▸ Your goal:
Before answering, work out how many lines below contain the string "building"; the reply is that number alone.

+ + + +

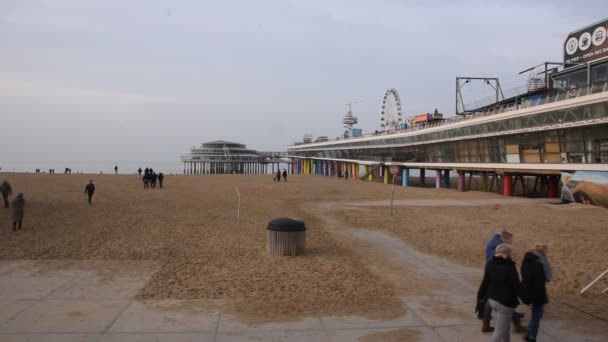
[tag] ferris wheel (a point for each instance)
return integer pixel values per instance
(391, 116)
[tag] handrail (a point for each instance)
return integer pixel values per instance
(551, 97)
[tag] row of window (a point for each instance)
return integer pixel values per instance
(576, 145)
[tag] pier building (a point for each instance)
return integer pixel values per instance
(225, 157)
(559, 122)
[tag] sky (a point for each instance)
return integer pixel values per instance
(116, 81)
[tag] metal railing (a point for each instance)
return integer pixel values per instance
(552, 97)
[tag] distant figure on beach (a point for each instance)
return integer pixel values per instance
(160, 180)
(153, 179)
(535, 273)
(6, 190)
(89, 190)
(146, 180)
(18, 211)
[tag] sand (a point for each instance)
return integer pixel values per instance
(190, 229)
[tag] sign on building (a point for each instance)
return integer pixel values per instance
(587, 44)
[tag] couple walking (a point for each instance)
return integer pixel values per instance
(501, 287)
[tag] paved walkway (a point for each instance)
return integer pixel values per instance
(51, 300)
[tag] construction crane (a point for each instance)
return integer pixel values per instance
(349, 119)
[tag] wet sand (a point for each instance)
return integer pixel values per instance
(190, 229)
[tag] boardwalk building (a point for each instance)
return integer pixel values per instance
(225, 157)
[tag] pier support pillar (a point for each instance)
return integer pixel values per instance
(446, 179)
(405, 177)
(506, 185)
(461, 181)
(485, 185)
(437, 179)
(553, 182)
(386, 175)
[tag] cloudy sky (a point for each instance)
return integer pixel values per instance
(145, 80)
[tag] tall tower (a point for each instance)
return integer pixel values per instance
(349, 119)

+ + + +

▸ Task result:
3